**TASKS FOR THIS EXERCISE**
a - In the theater review, which character is Jackie's sponsor?
b - Translate this sentence from the theater review into Spanish: "Most of Guirgis' play is composed of two- or three-character scenes."
c - Duplicate everything in the theater review from "Most of Guirgis'" down to "is Jackie's sponsor.".

Also very moving is Sandra Delgado, who plays his addict-girlfriend Veronica, a woman who comes with the drawbacks of the former state but who wholly embraces the latter. Delgado's big heart shines through all the fights that pepper the hefty first chunk of the play. And when Sandra Marquez, who plays a despairing wife named Victoria, takes stock of her lot and finds it wanting, you feel deeply for her trapped circumstance. But you can see the change most clearly in the performance of Gary Perez, who plays one of Jackie's relatives, a gentle man called Cousin Julio. On Broadway, the character felt mostly like comic relief. Perez imbues this man with a deep sadness, a man who spends a lot of time trying to persuade Jackie to embrace what is right and who suffers as all those who love alcoholics or addicts suffer.
Most of Guirgis' play is composed of two- or three-character scenes. In essence, we're watching two agonized, mutually dependent, up-and-down relationships: the one between Jackie and Veronica, two young people who clearly love each other but are not equipped to consistently treat each other well, and the one between the older duo of Ralph D. (Smits) and Victoria, two characters with a very tenuous grip on the middle-class, and on each other. The overt connection is this: Ralph D., who claims many years of sobriety but is otherwise no choir boy, is Jackie's sponsor.

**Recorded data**
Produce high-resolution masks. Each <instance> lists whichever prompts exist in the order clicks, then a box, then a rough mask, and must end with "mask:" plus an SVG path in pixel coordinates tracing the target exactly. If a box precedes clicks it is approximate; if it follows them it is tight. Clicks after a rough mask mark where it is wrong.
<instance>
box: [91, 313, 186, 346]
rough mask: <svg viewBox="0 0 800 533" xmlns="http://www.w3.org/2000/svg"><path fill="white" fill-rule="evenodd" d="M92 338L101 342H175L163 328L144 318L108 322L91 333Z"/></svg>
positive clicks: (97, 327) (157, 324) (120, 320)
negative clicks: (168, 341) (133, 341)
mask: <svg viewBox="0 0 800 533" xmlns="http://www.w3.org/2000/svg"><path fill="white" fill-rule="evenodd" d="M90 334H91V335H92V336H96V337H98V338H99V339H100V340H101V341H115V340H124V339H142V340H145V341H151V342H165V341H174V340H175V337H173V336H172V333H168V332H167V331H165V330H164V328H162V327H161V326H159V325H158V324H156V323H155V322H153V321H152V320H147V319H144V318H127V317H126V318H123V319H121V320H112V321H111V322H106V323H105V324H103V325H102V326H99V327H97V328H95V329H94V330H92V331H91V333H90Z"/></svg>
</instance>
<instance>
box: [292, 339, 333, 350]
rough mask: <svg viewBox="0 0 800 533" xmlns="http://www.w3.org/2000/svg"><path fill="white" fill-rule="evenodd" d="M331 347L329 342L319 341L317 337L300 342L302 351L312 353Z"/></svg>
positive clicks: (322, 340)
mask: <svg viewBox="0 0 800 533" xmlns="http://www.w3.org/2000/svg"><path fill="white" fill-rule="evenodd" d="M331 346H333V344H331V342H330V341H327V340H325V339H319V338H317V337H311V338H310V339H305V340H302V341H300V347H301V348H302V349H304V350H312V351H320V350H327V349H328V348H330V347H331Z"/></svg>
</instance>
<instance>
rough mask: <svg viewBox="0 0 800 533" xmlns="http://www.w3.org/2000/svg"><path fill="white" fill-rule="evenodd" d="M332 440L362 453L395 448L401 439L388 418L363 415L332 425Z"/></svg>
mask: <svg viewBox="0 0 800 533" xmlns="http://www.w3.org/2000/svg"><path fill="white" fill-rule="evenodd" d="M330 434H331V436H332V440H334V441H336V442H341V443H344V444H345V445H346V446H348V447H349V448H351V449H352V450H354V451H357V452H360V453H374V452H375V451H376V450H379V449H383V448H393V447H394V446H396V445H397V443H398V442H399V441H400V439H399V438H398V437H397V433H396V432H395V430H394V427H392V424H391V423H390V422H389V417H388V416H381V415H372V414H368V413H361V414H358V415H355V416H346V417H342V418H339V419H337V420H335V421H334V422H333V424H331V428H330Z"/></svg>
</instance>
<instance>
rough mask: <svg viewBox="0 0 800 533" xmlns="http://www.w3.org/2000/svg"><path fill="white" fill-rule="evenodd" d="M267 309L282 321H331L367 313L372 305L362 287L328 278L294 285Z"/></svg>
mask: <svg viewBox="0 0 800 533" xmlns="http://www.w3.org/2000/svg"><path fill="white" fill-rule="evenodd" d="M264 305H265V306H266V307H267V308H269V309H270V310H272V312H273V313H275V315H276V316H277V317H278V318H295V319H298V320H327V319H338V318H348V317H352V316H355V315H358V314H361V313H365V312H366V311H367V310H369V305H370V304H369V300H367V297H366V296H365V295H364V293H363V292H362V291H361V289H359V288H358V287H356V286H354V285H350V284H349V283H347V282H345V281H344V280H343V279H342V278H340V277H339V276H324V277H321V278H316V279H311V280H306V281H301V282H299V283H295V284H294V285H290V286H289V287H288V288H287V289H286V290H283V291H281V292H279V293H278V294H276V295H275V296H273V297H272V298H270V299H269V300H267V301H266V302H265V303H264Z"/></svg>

...

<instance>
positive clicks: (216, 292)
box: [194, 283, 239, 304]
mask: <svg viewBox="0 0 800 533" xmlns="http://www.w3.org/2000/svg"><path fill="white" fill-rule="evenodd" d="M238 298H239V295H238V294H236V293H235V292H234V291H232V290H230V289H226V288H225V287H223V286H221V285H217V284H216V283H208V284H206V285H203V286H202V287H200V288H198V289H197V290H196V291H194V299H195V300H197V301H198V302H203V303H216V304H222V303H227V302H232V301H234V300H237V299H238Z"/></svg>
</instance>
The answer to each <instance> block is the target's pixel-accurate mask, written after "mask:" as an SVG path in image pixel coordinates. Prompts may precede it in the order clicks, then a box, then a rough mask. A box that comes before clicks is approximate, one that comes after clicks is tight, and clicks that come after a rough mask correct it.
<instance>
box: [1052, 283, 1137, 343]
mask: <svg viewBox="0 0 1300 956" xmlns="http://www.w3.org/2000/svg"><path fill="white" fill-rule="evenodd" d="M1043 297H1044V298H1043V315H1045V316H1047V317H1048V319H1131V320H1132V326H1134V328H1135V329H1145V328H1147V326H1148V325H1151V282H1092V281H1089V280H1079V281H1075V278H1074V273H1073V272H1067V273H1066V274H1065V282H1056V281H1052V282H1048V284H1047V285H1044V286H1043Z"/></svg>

**ANSWERS TO EACH TASK**
a - Ralph D. is Jackie's sponsor.

b - La mayor parte de la obra de Guirgis se compone de escenas de dos o tres personajes.

c -
Most of Guirgis' play is composed of two- or three-character scenes. In essence, we're watching two agonized, mutually dependent, up-and-down relationships: the one between Jackie and Veronica, two young people who clearly love each other but are not equipped to consistently treat each other well, and the one between the older duo of Ralph D. (Smits) and Victoria, two characters with a very tenuous grip on the middle-class, and on each other. The overt connection is this: Ralph D., who claims many years of sobriety but is otherwise no choir boy, is Jackie's sponsor.